SOURCE DOCUMENT ::
<<<<

[Python-Dev] Progress on Psyco

Thu, 20 Sep 2001 18:31:54 +0200 (CEST)

Hello everybody,

A short note about my progress on Psyco, the kind of compiler for Python.

In its latest form it is a kind of just-in-time compiler, working at
run-time. It consists of two parts: a language-independent "glue" part
(which I more or less finished), and the inner loop of the Python
interpreter rewritten in a special, resticted language. The "glue" part
executes Python programs by running the interpreter, but not in the common
way. The run-time data are split into what must be known to produce good
processor code, and what need not be. Typically, we need to know at least
which Python code to interpret before we can make good processor code that
performs similarily; in the case of Python we will probably also need to
know the type fields of the actual Python objects fed to the Python code;
the processor code can be very efficiently optimized depending on the
type. On the other hand, if the Python objects are, say, integers, then
the same processor code can easily manipulate all possible integer values.
The "glue" code is responsible for choosing which data goes into which
category, and managing caches of the produced code. The Python-dependent
part of the code either makes computations at compile-time (for
compile-time-known values) or emits code to do it at run-time (for the
rest).

>>>>

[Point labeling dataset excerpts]
<<<<

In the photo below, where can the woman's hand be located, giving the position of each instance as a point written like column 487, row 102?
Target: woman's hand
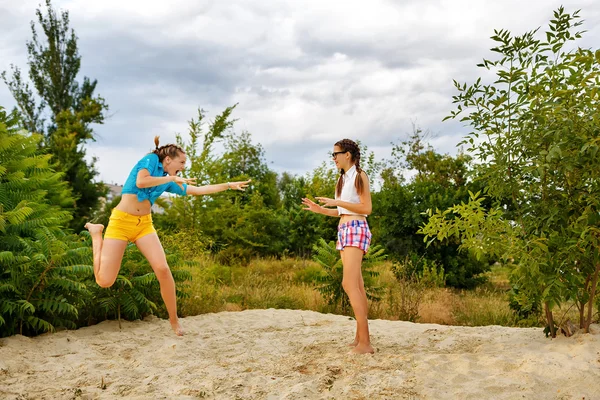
column 239, row 185
column 180, row 181
column 327, row 202
column 310, row 205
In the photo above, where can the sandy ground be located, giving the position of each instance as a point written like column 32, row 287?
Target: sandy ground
column 285, row 354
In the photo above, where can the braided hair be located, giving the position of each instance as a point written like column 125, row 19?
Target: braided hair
column 351, row 147
column 171, row 150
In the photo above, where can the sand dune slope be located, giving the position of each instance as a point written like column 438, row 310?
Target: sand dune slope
column 285, row 354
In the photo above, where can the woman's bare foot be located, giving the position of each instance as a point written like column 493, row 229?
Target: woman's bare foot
column 94, row 228
column 176, row 326
column 362, row 349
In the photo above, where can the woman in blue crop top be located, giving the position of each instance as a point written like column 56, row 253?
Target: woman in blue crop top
column 353, row 202
column 131, row 221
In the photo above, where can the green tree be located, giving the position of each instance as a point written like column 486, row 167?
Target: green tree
column 54, row 63
column 41, row 268
column 436, row 181
column 536, row 131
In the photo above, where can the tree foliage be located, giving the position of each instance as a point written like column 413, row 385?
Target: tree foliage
column 536, row 130
column 54, row 63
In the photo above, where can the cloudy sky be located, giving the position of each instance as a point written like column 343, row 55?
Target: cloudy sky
column 305, row 73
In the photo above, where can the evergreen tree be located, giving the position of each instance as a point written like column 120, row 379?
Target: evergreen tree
column 54, row 63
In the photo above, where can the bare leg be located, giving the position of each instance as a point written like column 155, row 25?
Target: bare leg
column 355, row 342
column 108, row 254
column 354, row 287
column 364, row 295
column 151, row 248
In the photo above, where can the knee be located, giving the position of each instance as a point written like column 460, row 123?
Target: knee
column 163, row 272
column 103, row 282
column 348, row 285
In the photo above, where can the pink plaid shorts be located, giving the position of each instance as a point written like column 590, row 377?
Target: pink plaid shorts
column 355, row 233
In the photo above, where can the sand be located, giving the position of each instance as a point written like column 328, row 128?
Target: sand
column 286, row 354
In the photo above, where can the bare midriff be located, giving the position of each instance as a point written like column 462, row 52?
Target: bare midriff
column 130, row 204
column 348, row 217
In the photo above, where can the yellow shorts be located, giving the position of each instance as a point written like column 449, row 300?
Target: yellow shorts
column 124, row 226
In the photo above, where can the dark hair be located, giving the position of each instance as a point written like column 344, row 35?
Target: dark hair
column 351, row 147
column 171, row 150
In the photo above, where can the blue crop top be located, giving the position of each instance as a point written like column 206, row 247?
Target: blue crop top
column 151, row 163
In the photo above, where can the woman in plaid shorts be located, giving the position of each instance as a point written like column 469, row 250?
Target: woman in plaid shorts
column 353, row 202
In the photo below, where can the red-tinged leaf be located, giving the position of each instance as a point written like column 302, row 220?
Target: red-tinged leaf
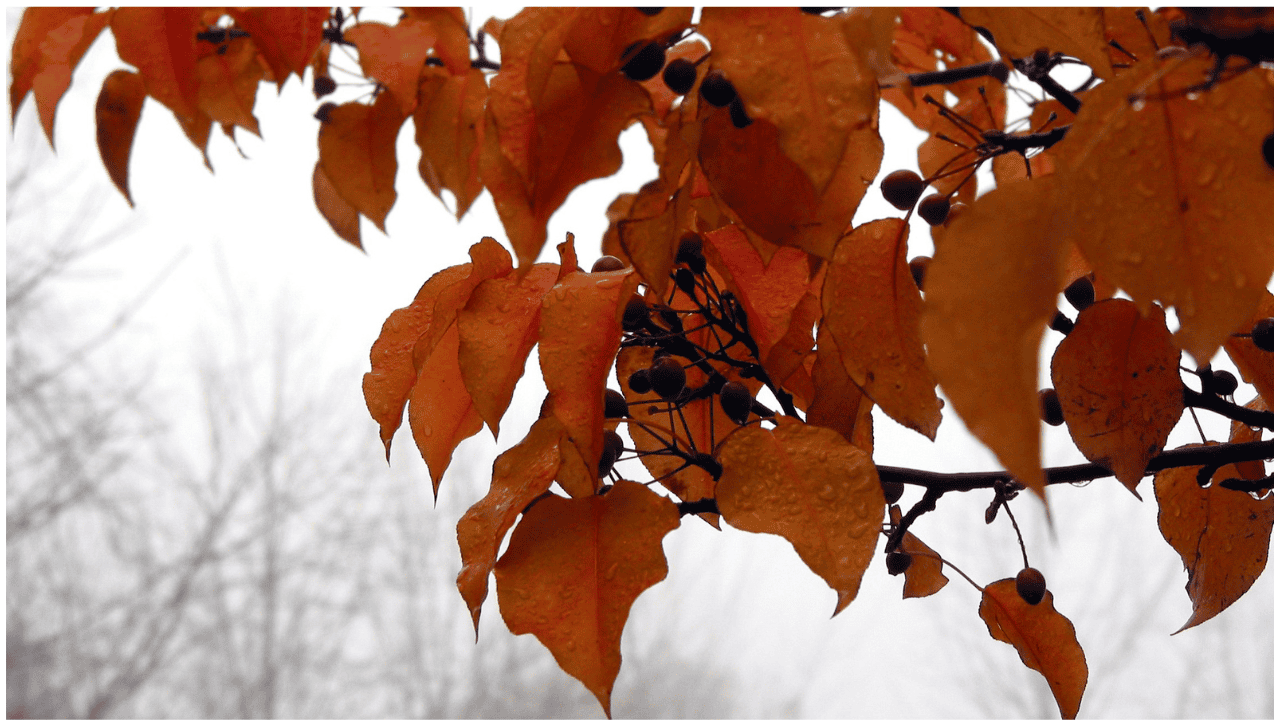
column 357, row 151
column 873, row 311
column 59, row 54
column 161, row 44
column 1173, row 195
column 440, row 413
column 497, row 331
column 1022, row 31
column 1043, row 637
column 572, row 570
column 987, row 306
column 839, row 402
column 342, row 217
column 27, row 58
column 924, row 575
column 1221, row 534
column 768, row 295
column 1256, row 365
column 392, row 376
column 448, row 127
column 393, row 55
column 287, row 37
column 520, row 475
column 1116, row 378
column 119, row 105
column 579, row 336
column 228, row 85
column 813, row 488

>>>>

JOBS ::
• A. Rewrite the Psyco message between "[Python-Dev] Progress on" and "compiler for Python.", inclusive, replacing "compiler" with "specializer" throughout.
• B. Extend the Psyco progress message with a continuation that picks up right after its final sentence.

ANSWERS IN ORDER ::
• A.
[Python-Dev] Progress on Psyco

Thu, 20 Sep 2001 18:31:54 +0200 (CEST)

Hello everybody,

A short note about my progress on Psyco, the kind of specializer for Python.

• B.
The choice between the two categories of data is not done statically; I
mean, I didn't say "Python code and type fields are in category 1, the
rest in category 2", which would amount to writing a JIT compiler with
type-analysis. No; I let this separation be done based on the uses of the
data. In two words, if I have a "switch" on data, or a call to function
pointer, then knowing the data at compile time enables significant
improvements, so I mark that data as "category 1"; as long as this does
not occur data is in "category 2".

This makes the approach quite general, I think. Experiment will be needed
to know whether it performs reasonably well. Another interesting point to
note is that this idea applies to any other interpreted language; all you
need to do is rewrite the inner loop of the interpreter for the other
language in a special way. Orthogonally, you can change the target
processor by adapting parts of the "glue" code.

More about it later,

Armin.